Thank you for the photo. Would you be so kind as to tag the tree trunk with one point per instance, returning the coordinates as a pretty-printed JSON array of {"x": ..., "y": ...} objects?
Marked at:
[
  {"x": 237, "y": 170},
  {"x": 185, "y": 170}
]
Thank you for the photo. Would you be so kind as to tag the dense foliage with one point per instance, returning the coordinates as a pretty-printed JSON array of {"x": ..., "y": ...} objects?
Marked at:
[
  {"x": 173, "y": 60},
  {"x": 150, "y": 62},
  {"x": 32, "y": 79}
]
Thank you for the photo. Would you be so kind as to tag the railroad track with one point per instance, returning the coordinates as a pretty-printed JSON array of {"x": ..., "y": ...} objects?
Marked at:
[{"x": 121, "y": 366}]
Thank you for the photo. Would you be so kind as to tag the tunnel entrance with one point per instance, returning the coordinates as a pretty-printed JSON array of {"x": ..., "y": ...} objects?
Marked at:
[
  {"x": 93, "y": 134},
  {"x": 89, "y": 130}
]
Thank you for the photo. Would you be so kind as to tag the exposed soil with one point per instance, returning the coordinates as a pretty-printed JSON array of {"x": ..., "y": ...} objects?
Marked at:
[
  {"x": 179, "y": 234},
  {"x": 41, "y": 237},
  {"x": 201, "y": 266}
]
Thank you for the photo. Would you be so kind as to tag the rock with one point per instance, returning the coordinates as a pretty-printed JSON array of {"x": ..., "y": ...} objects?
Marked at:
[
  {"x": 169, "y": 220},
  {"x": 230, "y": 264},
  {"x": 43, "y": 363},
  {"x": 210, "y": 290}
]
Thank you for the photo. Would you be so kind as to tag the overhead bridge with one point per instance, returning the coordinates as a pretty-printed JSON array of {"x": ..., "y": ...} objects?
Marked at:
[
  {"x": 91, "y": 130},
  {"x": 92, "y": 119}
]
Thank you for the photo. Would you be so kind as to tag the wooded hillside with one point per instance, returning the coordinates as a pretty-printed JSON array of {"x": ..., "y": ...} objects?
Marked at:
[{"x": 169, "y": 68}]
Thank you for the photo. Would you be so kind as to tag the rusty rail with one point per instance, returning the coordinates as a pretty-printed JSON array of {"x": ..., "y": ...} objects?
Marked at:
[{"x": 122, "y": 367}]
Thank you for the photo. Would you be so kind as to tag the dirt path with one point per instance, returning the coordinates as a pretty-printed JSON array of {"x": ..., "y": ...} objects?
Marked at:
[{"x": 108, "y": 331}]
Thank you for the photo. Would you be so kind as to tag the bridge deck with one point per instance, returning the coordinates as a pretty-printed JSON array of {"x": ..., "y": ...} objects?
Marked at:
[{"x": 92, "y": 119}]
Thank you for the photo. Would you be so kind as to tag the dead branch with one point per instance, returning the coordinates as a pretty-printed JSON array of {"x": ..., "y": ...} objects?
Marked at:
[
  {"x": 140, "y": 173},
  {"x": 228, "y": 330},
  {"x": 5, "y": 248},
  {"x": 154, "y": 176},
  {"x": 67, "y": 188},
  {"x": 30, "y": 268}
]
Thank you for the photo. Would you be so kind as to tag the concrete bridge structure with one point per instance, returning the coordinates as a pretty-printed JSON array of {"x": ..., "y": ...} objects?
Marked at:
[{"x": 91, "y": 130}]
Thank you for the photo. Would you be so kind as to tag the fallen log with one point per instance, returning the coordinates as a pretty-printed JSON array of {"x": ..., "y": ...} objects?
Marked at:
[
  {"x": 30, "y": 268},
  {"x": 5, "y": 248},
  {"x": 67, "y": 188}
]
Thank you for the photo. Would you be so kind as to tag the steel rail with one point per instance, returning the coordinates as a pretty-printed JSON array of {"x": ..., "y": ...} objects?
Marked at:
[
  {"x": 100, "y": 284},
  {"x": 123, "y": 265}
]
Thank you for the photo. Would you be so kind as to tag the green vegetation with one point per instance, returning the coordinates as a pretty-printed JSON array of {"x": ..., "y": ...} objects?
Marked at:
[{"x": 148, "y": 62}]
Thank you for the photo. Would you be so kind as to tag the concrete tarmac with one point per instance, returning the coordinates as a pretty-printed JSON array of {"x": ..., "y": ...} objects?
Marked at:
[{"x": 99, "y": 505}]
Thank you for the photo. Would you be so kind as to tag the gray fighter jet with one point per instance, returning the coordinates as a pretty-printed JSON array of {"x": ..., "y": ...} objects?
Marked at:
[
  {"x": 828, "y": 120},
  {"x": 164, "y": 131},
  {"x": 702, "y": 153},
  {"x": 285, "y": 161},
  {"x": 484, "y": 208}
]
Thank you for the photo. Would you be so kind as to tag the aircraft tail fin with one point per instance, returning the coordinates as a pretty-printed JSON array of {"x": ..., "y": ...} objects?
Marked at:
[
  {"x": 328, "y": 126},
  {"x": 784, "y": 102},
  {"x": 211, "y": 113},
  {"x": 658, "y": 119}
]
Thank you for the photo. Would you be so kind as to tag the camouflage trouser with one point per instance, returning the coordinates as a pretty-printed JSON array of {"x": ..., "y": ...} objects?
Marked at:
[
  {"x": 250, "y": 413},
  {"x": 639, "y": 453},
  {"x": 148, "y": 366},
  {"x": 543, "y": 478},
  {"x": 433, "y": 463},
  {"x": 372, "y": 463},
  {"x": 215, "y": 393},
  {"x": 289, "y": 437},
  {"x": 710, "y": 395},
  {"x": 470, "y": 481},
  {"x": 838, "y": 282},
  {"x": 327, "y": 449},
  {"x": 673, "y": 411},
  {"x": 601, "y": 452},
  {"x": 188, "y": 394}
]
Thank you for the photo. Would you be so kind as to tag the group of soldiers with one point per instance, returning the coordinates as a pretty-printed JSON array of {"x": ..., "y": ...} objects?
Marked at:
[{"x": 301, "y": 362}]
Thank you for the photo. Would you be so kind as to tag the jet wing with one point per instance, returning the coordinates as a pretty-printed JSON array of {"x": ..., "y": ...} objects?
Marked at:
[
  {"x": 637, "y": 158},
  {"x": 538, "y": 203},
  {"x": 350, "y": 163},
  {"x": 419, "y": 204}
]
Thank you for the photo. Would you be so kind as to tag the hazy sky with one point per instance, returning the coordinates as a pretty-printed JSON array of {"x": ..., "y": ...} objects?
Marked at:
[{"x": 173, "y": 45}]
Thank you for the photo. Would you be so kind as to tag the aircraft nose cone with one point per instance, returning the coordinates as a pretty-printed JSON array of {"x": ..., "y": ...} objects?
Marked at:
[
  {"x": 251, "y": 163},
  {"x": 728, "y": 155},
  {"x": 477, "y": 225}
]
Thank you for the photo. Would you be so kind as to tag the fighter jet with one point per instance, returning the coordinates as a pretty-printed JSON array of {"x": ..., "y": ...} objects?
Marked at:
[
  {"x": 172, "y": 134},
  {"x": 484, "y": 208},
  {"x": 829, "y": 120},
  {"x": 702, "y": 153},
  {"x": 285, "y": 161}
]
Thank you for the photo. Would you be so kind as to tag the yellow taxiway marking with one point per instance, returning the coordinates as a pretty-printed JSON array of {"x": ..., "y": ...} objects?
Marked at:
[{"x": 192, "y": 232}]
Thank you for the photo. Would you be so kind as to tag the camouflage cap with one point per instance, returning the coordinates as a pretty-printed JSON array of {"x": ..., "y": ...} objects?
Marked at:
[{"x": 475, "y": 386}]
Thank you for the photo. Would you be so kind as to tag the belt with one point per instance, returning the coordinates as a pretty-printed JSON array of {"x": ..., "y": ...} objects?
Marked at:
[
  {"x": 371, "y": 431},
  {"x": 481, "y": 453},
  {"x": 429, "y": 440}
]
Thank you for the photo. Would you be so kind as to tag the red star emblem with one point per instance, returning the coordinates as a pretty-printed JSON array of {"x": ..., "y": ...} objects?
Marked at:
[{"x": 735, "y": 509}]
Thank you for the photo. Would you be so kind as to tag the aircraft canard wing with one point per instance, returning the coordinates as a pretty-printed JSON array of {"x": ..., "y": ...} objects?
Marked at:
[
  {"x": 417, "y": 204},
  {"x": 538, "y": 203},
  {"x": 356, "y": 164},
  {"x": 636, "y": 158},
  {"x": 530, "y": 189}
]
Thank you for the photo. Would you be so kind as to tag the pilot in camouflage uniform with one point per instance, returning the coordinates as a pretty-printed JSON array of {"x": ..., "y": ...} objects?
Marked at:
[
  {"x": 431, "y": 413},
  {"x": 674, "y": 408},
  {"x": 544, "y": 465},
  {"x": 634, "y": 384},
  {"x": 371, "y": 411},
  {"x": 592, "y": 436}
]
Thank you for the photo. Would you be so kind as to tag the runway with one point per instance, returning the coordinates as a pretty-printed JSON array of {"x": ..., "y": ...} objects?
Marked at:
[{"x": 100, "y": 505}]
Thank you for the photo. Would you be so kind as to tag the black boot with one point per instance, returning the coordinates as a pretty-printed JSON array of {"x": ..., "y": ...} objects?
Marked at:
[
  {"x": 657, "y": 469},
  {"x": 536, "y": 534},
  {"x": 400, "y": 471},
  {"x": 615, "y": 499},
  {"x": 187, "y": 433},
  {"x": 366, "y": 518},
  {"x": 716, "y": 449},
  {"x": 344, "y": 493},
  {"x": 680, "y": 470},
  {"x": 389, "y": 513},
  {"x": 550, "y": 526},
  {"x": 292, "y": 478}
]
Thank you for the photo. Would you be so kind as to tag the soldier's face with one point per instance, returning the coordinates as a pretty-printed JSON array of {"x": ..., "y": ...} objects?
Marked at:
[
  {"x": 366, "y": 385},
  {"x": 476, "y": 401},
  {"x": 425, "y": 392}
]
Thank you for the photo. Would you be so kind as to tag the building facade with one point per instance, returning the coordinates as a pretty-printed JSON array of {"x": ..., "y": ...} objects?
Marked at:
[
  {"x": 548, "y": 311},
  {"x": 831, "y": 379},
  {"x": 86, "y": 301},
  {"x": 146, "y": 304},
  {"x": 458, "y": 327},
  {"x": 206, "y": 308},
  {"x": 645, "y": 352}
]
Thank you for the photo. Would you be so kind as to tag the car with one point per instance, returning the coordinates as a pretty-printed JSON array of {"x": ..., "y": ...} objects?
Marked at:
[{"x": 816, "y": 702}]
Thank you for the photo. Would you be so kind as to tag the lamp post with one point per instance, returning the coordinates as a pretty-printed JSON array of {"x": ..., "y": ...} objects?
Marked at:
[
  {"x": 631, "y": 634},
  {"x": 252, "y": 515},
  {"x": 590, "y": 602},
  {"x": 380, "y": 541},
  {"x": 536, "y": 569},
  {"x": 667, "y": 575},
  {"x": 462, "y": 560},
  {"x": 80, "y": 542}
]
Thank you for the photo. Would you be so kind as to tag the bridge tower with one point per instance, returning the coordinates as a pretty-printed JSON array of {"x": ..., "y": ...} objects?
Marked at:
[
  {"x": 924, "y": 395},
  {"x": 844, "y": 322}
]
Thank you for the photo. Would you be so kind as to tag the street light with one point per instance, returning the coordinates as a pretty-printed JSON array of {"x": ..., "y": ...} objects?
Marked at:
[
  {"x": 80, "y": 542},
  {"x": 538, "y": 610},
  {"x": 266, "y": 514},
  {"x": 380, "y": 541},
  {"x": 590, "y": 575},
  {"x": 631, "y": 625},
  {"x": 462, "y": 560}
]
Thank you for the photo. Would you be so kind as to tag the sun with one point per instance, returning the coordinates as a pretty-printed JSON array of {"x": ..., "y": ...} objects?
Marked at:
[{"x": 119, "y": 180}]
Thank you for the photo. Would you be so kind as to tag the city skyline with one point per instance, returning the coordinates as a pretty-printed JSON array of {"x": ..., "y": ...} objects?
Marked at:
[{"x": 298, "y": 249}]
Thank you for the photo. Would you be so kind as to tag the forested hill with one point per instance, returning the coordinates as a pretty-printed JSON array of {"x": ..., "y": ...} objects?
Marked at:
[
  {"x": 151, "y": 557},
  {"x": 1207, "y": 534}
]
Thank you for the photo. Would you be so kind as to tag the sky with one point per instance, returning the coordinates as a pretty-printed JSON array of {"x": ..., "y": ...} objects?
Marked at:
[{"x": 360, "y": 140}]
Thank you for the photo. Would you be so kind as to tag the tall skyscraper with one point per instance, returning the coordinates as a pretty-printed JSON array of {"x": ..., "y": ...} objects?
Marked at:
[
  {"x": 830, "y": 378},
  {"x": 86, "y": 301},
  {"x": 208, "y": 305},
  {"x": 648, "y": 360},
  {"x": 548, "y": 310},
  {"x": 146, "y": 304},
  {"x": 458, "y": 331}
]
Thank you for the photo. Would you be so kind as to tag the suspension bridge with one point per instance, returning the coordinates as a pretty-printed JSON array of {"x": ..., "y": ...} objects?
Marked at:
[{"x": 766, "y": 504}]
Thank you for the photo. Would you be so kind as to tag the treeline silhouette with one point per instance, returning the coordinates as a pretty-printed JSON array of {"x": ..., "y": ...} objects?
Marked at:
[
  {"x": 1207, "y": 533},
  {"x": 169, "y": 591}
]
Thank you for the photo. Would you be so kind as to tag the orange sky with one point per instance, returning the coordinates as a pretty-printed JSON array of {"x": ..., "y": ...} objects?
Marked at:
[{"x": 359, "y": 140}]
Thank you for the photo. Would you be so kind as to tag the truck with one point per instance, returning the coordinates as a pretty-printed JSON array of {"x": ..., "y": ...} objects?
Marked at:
::::
◆ Stated problem ◆
Starting with the line that contains "tag the treeline", return each line through the last one of the data above, exactly as written and nothing more.

◆ The answer ◆
Thank you for the photo. Would you be so kind as to tag the treeline silhouette with one point per instance, returning the coordinates as a pretty-printed JSON array of {"x": ..., "y": ...} objects?
Marked at:
[
  {"x": 1207, "y": 533},
  {"x": 169, "y": 591}
]
Thank you for the photo. Would you be so kind as to tag the orange sky with one point per instance, returning the coordinates as a pretty-printed JSON array of {"x": ..., "y": ...} objects?
Marked at:
[{"x": 359, "y": 140}]
Thank you for the photo. Would you be so kind as to tag the truck with one point per instance, returning the coordinates as a pretty-printed JSON array of {"x": ..., "y": ...} objects?
Marked at:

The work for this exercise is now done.